* [Exercise directions]:
Set down each record exactly. Omit the pictures.

━━━━━━

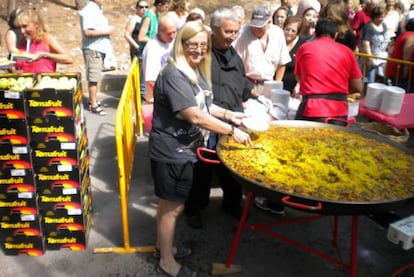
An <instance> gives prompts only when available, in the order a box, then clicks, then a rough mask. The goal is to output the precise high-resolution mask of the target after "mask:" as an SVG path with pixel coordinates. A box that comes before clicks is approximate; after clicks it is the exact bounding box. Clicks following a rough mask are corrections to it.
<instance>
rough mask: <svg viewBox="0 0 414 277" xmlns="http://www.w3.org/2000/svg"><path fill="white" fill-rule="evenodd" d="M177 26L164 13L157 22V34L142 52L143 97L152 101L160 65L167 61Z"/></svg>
mask: <svg viewBox="0 0 414 277" xmlns="http://www.w3.org/2000/svg"><path fill="white" fill-rule="evenodd" d="M176 34H177V27H176V24H175V20H174V19H173V18H172V17H171V16H169V15H165V16H163V17H161V18H160V20H159V22H158V32H157V36H156V37H155V38H153V39H151V40H150V41H148V42H147V45H146V46H145V48H144V52H143V53H142V69H143V73H144V80H145V99H147V101H150V102H153V98H154V84H155V80H157V77H158V74H159V72H160V70H161V67H162V66H163V65H164V64H165V62H166V61H167V58H168V55H169V54H170V52H171V49H172V46H173V43H174V39H175V35H176Z"/></svg>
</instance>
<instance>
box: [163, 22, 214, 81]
mask: <svg viewBox="0 0 414 277" xmlns="http://www.w3.org/2000/svg"><path fill="white" fill-rule="evenodd" d="M202 32H203V33H205V34H206V35H207V49H206V54H205V56H204V58H203V59H202V60H201V62H200V63H199V64H198V66H197V69H196V70H195V69H193V68H192V67H191V66H190V65H189V64H188V62H187V59H186V57H185V55H184V48H183V42H184V41H187V40H188V39H190V38H192V37H194V36H195V35H197V34H198V33H202ZM168 62H169V63H170V64H172V65H174V66H175V67H176V68H177V69H178V70H180V71H181V72H183V73H184V74H185V75H186V76H187V77H188V78H189V79H190V82H191V83H193V84H197V83H198V79H199V76H198V73H199V74H200V75H201V77H202V78H204V80H205V81H206V82H207V83H208V85H209V86H210V87H211V71H210V70H211V36H210V35H209V31H208V30H207V28H206V27H205V26H204V24H203V23H201V22H200V21H189V22H186V23H185V24H184V25H183V27H181V29H180V30H179V31H178V33H177V37H176V38H175V41H174V46H173V49H172V51H171V55H170V57H169V58H168Z"/></svg>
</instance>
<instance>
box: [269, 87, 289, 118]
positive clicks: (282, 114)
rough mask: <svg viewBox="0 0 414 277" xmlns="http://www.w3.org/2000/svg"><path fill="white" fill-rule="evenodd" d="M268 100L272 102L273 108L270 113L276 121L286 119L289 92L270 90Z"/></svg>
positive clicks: (287, 107) (275, 89)
mask: <svg viewBox="0 0 414 277" xmlns="http://www.w3.org/2000/svg"><path fill="white" fill-rule="evenodd" d="M270 100H272V103H273V108H272V109H271V111H270V113H271V114H272V116H273V117H274V118H276V119H278V120H283V119H287V118H288V111H289V100H290V91H288V90H285V89H272V90H271V91H270Z"/></svg>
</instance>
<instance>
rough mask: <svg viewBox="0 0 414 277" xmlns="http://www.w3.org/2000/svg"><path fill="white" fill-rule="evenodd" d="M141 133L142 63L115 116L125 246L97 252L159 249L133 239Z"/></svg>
mask: <svg viewBox="0 0 414 277" xmlns="http://www.w3.org/2000/svg"><path fill="white" fill-rule="evenodd" d="M138 133H139V134H140V136H142V133H143V129H142V115H141V91H140V78H139V64H138V60H137V58H135V59H134V60H133V62H132V66H131V69H130V71H129V74H128V77H127V79H126V81H125V85H124V88H123V90H122V95H121V98H120V100H119V104H118V107H117V110H116V116H115V142H116V153H117V163H118V179H119V195H120V202H121V203H120V204H121V218H122V231H123V232H122V233H123V239H124V245H123V247H107V248H95V249H94V253H111V252H115V253H121V254H128V253H136V252H141V253H146V252H153V251H154V250H155V246H134V247H133V246H131V245H130V237H129V221H128V200H129V195H128V192H129V185H130V183H131V177H132V169H133V164H134V155H135V146H136V143H137V137H138Z"/></svg>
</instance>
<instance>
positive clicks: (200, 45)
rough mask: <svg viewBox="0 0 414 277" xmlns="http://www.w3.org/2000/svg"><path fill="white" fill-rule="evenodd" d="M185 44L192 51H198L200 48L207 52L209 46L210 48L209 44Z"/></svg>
mask: <svg viewBox="0 0 414 277" xmlns="http://www.w3.org/2000/svg"><path fill="white" fill-rule="evenodd" d="M183 44H184V45H185V46H187V47H188V49H191V50H195V49H198V47H200V48H201V49H203V50H205V49H207V46H208V44H207V42H202V43H197V42H189V41H183Z"/></svg>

━━━━━━

* [Finished task]:
An <instance> gives prompts only when available, in the order a box, then clicks, then a rough mask. The goal is to output the precise high-resolution mask of the target after "mask:" as an SVG path with pixel coordinates. A box that comes before clicks is approximate; after clicks it is the exact bounding box. Clicks following a rough mask are corrections to it.
<instance>
rough mask: <svg viewBox="0 0 414 277" xmlns="http://www.w3.org/2000/svg"><path fill="white" fill-rule="evenodd" d="M177 26L164 13L157 22V34L142 52L143 97L152 101L160 65L167 61Z"/></svg>
mask: <svg viewBox="0 0 414 277" xmlns="http://www.w3.org/2000/svg"><path fill="white" fill-rule="evenodd" d="M176 34H177V27H176V24H175V20H174V19H173V18H172V17H171V16H169V15H165V16H163V17H161V18H160V20H159V22H158V32H157V36H156V37H155V38H153V39H151V40H150V41H148V42H147V45H146V46H145V48H144V52H143V53H142V69H143V73H144V80H145V99H147V101H150V102H153V98H154V84H155V80H157V77H158V74H159V72H160V70H161V67H162V66H163V65H164V64H165V62H166V61H167V58H168V55H169V54H170V52H171V49H172V46H173V43H174V39H175V35H176Z"/></svg>
</instance>
<instance>
box: [163, 22, 214, 81]
mask: <svg viewBox="0 0 414 277" xmlns="http://www.w3.org/2000/svg"><path fill="white" fill-rule="evenodd" d="M202 32H203V33H205V34H206V35H207V49H206V54H205V56H204V58H203V59H202V60H201V62H200V63H199V64H198V66H197V69H196V70H195V69H193V68H192V67H191V66H190V65H189V64H188V62H187V59H186V57H185V55H184V48H183V42H184V41H187V40H188V39H190V38H192V37H194V36H195V35H197V34H198V33H202ZM168 62H169V63H170V64H172V65H174V66H175V67H176V68H177V69H178V70H180V71H181V72H183V73H184V74H185V75H186V76H187V77H188V78H189V79H190V82H191V83H193V84H197V83H198V79H199V76H198V73H199V74H200V75H201V77H202V78H204V80H205V81H206V82H207V83H208V85H209V86H210V87H211V71H210V70H211V36H210V35H209V31H208V30H207V28H206V27H205V26H204V24H203V23H201V22H200V21H189V22H186V23H185V24H184V25H183V27H181V29H180V30H179V31H178V33H177V37H176V38H175V41H174V46H173V49H172V51H171V55H170V57H169V58H168Z"/></svg>
</instance>
<instance>
box: [269, 87, 289, 118]
positive clicks: (282, 114)
rough mask: <svg viewBox="0 0 414 277" xmlns="http://www.w3.org/2000/svg"><path fill="white" fill-rule="evenodd" d="M268 100L272 102L273 108L270 113L276 121L286 119L289 92L270 90Z"/></svg>
positive clicks: (287, 107) (275, 89)
mask: <svg viewBox="0 0 414 277" xmlns="http://www.w3.org/2000/svg"><path fill="white" fill-rule="evenodd" d="M270 100H272V103H273V108H272V109H271V111H270V113H271V114H272V116H273V117H274V118H276V119H278V120H283V119H287V118H288V111H289V100H290V91H288V90H285V89H272V90H271V91H270Z"/></svg>
</instance>
<instance>
rough mask: <svg viewBox="0 0 414 277" xmlns="http://www.w3.org/2000/svg"><path fill="white" fill-rule="evenodd" d="M141 133L142 63L115 116L125 246L97 252L159 249L133 239Z"/></svg>
mask: <svg viewBox="0 0 414 277" xmlns="http://www.w3.org/2000/svg"><path fill="white" fill-rule="evenodd" d="M138 133H139V134H140V136H142V133H143V129H142V115H141V91H140V78H139V64H138V60H137V58H135V59H134V60H133V62H132V66H131V69H130V71H129V74H128V77H127V79H126V81H125V85H124V88H123V90H122V95H121V98H120V100H119V104H118V107H117V110H116V116H115V142H116V153H117V163H118V179H119V195H120V202H121V203H120V204H121V218H122V231H123V232H122V233H123V239H124V245H123V247H107V248H95V249H94V253H111V252H115V253H121V254H128V253H136V252H141V253H146V252H153V251H154V250H155V246H134V247H133V246H131V245H130V237H129V221H128V200H129V195H128V192H129V185H130V183H131V177H132V169H133V164H134V155H135V146H136V143H137V137H138Z"/></svg>
</instance>
<instance>
positive clicks: (200, 45)
rough mask: <svg viewBox="0 0 414 277" xmlns="http://www.w3.org/2000/svg"><path fill="white" fill-rule="evenodd" d="M185 44L192 51H198L200 48L207 52L209 46L210 48L209 44Z"/></svg>
mask: <svg viewBox="0 0 414 277" xmlns="http://www.w3.org/2000/svg"><path fill="white" fill-rule="evenodd" d="M183 44H184V45H185V46H187V47H188V49H191V50H195V49H198V47H200V48H201V49H203V50H205V49H207V46H208V44H207V42H202V43H197V42H189V41H183Z"/></svg>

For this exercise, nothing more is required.